## Text extract
Liacos, J.
On August 12, 1982, following a jury trial in the Haverhill Division of the District Court Department, the defendant, Stephen Gresek, was found guilty of operating a motor vehicle while under the influence of an intoxicating liquor. A judge of the District Court sentenced the defendant to thirty days in a house of correction; ten days committed time, and the balance suspended for one year. The defendant filed an appeal with the Appeals Court and also obtained from that court a stay of his sentence pending [824]*824the determination of his appeal.1 This court granted the application of the Commonwealth for direct appellate review.
The defendant presents three arguments in support of his contention that the trial judge committed reversible error in imposing his sentence. Initially, the defendant claims that the judge, in determining the penalty to impose for the conviction, improperly considered the defendant’s alleged perjury while testifying in his own behalf. The defendant further argues that the judge, in imposing the sentence, unconstitutionally retaliated against the defendant for invoking his right to a trial de nova before a jury following his bench trial conviction. Finally, the defendant maintains that the judge, in sentencing, impermissibly considered the defendant’s alleged silence during his prearrest confrontation with police officers, in violation of the defendant’s constitutional right to remain silent.
The Commonwealth has asked us to adopt the principle of United States v. Grayson, 438 U.S. 41 (1978), which permits trial judges to use as one factor in sentencing their belief that a defendant has lied while testifying. The Commonwealth also contends that, as evidenced by the record, the judge neither retaliated against the defendant for exercising his right to a de nova trial nor punished the defendant for his silence during the encounter with the police officers.
In accordance with our decisions rendered today in Commonwealth v. Coleman, ante 797 (1984), and Commonwealth v. Souza, ante 813 (1984), we conclude that a judge cannot consider a defendant’s alleged perjury while testifying in determining the sentence for a crime. Since the record abundantly demonstrates that the judge based Gresek’s penalty on his belief that the defendant lied under oath, we vacate the sentence and order that the defendant be resentenced.
[825]*825Having so concluded, we need not consider the other contentions of the defendant. We note, however, that the record does not demonstrate that the judge retaliated against the defendant for invoking his right to a trial de nova, or that the judge penalized the defendant for his alleged silence during the confrontation with the police officers.2
We summarize the facts that are relevant to the issues to be considered on direct appellate review. Additional details concerning the judge’s statements on the record will be referred to in our discussion of the specific allegations of error. The defendant was arrested for operating a motor vehicle while under the influence of intoxicating liquor, operating an unregistered and uninsured motor vehicle, and unlawfully attaching license plates. The defendant admitted to sufficient facts for a finding of guilt as to the latter charges. Following a bench trial at the Lawrence Division of the District Court Department, he was found guilty of driving a vehicle while intoxicated. The judge imposed a fine of $125. See G. L. c. 90, § 24.3 The defendant invoked his right to appeal by way of a trial de nova in the District Court to a jury of six. See G. L. c. 218, § 27A.

## Record extracts
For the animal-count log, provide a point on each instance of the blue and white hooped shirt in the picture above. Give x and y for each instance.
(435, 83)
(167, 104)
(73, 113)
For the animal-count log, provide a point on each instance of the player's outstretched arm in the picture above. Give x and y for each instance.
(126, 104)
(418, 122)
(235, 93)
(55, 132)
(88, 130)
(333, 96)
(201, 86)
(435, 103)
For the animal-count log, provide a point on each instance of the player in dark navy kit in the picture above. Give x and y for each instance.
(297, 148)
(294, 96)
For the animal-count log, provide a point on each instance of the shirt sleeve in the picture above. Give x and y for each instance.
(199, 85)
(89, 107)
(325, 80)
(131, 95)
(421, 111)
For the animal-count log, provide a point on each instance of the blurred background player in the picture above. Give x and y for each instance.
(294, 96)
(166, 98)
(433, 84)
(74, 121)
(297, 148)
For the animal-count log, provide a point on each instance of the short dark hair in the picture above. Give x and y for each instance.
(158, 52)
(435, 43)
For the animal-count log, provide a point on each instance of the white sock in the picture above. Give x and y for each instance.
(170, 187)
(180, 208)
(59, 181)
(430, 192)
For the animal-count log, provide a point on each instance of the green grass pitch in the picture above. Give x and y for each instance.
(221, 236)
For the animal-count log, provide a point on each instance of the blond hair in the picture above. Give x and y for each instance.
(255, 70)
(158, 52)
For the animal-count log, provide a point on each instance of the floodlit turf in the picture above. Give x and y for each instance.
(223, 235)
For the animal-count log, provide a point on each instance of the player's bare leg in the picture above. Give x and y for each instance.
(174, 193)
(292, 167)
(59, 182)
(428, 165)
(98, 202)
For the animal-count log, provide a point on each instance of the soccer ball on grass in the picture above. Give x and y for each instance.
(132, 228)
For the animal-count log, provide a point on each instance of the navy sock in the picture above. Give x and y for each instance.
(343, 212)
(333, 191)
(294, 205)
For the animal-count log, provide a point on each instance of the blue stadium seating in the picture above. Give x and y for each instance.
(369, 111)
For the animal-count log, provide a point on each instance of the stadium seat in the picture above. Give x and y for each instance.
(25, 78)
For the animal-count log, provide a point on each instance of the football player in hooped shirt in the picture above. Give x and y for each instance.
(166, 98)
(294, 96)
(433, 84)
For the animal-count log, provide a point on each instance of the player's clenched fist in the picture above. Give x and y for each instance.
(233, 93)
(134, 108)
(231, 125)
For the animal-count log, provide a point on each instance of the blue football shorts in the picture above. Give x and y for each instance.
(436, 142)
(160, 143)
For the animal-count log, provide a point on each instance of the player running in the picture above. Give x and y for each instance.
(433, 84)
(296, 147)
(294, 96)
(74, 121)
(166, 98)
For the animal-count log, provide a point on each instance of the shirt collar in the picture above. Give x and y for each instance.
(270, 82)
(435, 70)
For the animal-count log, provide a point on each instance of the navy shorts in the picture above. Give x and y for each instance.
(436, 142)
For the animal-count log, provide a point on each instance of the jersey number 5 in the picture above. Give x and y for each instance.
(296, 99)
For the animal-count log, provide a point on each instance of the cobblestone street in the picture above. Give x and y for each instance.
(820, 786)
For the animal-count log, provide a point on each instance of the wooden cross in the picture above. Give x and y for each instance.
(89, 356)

## Actions to take
• a. Name every court case cited by name in the Gresek sentencing opinion.
• b. According to the Gresek sentencing opinion, what sentence did the District Court judge impose after the jury found the defendant guilty?
• c. Carry the Gresek sentencing opinion forward from its last sentence.
The lines are not needed for this work.

## Answers to each task
• a.
United States v. Grayson
Commonwealth v. Coleman
Commonwealth v. Souza

• b. Thirty days in a house of correction, with ten days committed time and the balance suspended for one year.

• c.
During the jury trial, there was evidence of the following facts. On May 17, 1982, at approximately 1:30 a.m., two Andover police officers observed the defendant’s automobile occasionally veering into the opposite travel lane and then back into the correct lane. The officers followed the vehicle until it turned into a driveway. Two people alighted from the vehicle and headed toward a house. The officers were unable to determine which of the two persons had been the [826]*826operator of the vehicle. When one of the officers approached the vehicle with a flashlight, the defendant appeared from behind the house with his arms raised, identified himself, and said “That’s my car.” The defendant indicated that the other person, who was behind the house, was his friend.
The officer who spoke with the defendant noticed that he smelled of alcohol. The police officers testified that one of them asked the defendant whether he was the operator of the vehicle, and that the defendant replied affirmatively.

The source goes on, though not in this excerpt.